═════ RECORDS PROVIDED ═════

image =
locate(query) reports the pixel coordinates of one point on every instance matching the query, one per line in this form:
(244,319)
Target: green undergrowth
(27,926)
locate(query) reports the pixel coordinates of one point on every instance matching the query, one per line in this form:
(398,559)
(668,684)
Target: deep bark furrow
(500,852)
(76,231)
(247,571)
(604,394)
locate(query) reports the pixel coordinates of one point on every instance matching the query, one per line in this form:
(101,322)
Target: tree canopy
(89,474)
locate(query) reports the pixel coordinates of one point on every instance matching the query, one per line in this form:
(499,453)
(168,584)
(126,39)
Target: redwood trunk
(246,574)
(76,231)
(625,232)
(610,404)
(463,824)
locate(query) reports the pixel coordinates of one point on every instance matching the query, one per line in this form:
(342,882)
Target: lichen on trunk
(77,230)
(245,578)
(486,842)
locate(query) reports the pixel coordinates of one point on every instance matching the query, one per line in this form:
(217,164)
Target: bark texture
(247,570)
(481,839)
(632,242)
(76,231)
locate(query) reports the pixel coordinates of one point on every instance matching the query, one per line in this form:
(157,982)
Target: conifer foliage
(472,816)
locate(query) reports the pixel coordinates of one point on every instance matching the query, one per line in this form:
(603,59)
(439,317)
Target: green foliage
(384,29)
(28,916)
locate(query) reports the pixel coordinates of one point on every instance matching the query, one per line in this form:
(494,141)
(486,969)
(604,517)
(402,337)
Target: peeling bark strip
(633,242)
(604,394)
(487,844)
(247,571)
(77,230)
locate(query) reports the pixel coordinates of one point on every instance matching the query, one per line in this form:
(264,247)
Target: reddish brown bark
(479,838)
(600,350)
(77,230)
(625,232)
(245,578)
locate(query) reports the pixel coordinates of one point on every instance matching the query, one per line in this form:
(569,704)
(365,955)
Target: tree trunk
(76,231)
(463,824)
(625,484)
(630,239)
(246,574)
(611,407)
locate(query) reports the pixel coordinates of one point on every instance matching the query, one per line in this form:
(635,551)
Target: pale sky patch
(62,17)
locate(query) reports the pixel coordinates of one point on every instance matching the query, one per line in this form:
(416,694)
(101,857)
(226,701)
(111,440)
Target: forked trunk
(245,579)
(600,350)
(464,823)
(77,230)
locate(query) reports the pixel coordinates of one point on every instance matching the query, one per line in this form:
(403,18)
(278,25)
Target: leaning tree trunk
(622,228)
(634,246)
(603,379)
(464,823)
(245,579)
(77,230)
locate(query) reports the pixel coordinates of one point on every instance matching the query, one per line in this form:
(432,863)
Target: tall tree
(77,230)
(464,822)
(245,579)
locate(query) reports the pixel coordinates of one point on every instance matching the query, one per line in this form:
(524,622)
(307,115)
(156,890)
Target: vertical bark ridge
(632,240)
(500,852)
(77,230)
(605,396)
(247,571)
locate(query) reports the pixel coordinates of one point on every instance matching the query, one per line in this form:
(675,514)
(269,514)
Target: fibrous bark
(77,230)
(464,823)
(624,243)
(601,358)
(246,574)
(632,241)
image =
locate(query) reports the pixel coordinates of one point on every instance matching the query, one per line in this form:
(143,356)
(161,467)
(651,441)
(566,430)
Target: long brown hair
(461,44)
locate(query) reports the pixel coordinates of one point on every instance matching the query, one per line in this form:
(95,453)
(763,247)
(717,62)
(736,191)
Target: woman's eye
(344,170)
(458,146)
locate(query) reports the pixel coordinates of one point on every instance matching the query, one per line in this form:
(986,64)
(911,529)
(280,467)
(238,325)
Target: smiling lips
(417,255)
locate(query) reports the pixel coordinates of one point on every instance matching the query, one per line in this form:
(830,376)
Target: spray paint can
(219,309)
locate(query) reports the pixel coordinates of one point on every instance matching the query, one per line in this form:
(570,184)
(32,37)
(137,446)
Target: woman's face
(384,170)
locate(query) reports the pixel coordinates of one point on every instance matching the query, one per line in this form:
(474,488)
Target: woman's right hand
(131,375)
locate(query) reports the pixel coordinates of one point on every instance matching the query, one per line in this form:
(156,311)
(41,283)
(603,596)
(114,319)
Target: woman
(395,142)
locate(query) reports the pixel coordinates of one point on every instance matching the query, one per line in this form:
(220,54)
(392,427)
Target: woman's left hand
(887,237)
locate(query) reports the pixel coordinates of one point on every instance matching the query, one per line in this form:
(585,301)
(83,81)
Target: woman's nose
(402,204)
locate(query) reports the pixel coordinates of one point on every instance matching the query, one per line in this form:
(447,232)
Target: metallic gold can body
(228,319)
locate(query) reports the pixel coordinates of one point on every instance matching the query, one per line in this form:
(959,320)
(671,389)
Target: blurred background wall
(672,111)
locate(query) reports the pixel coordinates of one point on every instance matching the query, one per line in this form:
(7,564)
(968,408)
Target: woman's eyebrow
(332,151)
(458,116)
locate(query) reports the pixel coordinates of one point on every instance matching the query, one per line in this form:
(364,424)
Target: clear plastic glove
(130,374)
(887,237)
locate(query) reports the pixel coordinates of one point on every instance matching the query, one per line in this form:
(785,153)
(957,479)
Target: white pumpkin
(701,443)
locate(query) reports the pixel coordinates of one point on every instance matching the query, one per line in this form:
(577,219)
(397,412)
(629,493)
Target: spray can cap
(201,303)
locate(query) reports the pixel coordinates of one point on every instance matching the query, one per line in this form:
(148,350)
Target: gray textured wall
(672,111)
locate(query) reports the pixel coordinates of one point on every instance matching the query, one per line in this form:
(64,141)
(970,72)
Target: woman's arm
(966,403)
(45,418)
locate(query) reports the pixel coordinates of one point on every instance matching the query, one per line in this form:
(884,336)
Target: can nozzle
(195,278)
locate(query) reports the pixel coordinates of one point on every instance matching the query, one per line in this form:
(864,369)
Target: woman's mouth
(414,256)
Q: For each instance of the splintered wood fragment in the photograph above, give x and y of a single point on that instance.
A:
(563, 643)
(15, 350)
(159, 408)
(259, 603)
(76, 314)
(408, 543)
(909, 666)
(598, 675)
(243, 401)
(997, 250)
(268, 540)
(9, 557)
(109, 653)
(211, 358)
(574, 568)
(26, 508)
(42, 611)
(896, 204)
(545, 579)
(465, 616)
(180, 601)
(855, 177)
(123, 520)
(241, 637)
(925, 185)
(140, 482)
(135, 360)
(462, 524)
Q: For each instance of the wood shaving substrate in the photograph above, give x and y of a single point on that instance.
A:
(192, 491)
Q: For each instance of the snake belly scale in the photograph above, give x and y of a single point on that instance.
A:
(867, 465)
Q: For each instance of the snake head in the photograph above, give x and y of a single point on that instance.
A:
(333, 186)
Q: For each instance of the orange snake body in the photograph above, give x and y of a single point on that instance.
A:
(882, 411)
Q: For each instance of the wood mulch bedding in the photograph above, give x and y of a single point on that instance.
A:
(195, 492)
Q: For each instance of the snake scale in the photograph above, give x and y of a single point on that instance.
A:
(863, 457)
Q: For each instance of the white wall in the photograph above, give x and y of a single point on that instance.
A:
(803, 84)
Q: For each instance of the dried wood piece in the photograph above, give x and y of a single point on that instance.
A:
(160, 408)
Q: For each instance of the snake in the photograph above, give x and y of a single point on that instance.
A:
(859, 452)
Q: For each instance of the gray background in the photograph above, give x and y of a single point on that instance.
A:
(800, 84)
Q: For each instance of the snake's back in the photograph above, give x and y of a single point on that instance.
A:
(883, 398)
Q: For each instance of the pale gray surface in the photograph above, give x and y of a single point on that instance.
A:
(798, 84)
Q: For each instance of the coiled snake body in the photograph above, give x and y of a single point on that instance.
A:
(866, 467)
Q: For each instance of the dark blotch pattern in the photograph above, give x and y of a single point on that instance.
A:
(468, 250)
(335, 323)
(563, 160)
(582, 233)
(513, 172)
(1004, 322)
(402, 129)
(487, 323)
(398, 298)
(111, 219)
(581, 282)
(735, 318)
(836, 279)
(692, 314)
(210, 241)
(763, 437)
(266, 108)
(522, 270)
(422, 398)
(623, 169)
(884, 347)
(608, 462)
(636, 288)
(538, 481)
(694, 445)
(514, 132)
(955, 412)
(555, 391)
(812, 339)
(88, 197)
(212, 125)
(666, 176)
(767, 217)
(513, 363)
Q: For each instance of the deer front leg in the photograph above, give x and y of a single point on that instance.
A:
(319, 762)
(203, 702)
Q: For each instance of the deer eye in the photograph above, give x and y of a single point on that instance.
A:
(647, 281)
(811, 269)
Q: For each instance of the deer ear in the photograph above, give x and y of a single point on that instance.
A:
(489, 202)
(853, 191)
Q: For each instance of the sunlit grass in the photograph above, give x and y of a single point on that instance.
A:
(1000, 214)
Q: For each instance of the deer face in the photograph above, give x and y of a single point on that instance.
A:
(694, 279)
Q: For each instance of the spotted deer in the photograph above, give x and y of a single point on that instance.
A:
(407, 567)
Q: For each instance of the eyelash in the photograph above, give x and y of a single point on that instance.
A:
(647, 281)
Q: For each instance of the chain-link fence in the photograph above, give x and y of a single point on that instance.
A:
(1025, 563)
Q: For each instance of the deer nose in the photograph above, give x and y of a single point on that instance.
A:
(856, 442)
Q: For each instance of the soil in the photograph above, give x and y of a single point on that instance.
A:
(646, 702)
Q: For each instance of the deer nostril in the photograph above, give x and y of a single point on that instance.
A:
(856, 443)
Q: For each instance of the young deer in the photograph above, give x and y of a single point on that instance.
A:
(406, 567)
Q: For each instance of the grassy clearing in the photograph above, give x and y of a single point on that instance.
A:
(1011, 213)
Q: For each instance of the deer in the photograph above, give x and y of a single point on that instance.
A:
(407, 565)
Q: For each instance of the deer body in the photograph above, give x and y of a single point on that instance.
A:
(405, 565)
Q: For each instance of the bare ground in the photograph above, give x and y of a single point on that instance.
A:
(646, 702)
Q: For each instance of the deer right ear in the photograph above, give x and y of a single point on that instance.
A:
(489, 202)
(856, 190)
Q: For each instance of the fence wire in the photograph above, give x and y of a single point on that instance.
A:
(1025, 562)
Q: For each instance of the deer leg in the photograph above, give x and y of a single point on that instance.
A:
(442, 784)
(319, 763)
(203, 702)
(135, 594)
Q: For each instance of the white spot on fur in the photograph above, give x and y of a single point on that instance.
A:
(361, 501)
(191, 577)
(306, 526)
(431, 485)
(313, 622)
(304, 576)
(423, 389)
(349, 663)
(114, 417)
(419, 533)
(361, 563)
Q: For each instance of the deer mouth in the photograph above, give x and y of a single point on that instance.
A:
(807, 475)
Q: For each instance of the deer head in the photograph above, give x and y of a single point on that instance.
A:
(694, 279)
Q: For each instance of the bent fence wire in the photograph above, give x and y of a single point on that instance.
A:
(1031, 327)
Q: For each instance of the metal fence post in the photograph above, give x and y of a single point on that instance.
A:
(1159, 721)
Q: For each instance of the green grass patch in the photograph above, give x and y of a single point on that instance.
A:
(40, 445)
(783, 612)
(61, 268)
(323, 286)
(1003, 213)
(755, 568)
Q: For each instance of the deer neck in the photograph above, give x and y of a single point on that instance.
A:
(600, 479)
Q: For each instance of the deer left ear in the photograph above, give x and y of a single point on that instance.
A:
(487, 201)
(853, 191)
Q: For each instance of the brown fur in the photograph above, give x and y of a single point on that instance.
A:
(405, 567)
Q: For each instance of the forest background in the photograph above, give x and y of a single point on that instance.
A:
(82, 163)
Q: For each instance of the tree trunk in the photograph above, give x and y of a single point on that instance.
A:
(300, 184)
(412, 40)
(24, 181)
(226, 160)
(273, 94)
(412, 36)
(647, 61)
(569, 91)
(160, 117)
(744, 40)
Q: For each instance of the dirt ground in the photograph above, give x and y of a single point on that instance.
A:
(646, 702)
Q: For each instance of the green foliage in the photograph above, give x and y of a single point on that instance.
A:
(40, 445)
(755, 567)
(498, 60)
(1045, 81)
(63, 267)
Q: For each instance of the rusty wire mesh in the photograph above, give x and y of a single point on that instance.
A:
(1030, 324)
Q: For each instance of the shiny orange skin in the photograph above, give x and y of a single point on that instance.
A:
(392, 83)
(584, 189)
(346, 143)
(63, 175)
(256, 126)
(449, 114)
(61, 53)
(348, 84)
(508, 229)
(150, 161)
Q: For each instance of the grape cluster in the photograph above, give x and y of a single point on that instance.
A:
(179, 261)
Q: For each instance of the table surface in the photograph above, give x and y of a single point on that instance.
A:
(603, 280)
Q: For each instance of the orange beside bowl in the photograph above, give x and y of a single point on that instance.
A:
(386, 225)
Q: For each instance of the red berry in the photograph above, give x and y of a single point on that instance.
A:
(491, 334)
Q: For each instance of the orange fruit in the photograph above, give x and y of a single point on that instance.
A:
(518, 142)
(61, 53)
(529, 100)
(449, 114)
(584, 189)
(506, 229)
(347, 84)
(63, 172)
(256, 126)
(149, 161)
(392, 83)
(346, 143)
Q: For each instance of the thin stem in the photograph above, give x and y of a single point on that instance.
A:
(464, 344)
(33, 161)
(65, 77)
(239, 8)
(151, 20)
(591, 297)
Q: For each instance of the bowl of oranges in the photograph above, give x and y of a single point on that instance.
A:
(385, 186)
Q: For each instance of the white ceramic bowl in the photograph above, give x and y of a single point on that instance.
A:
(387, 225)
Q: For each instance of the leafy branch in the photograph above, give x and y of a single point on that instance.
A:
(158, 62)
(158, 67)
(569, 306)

═════

Copy out the lines of the records verbatim, beginning at the line that contains "Q: For each instance of the deer leg" and stopping after the line that contains "(1159, 721)".

Q: For each instance of the deer leg in the photograph above, give x and y of a single point on that instance.
A:
(442, 784)
(319, 763)
(203, 702)
(135, 594)
Q: For each instance of the white spot on fur in the photograph above, give x and y of a single point on that instance.
A:
(361, 501)
(191, 577)
(306, 526)
(431, 485)
(313, 622)
(304, 576)
(423, 389)
(349, 663)
(114, 417)
(419, 533)
(361, 563)
Q: For each instance of the deer mouth in the photograph above, give x and y of a single point on that instance.
A:
(807, 475)
Q: For each instance of the deer head in the photograph above, give x and y of a single point on that instance.
A:
(694, 279)
Q: For each instance of the bent fence wire in the photograph above, give x and y of a single point on that instance.
A:
(1031, 327)
Q: For each instance of the metal fence post in the photograph above, give x and y of a single point on that instance.
A:
(1159, 721)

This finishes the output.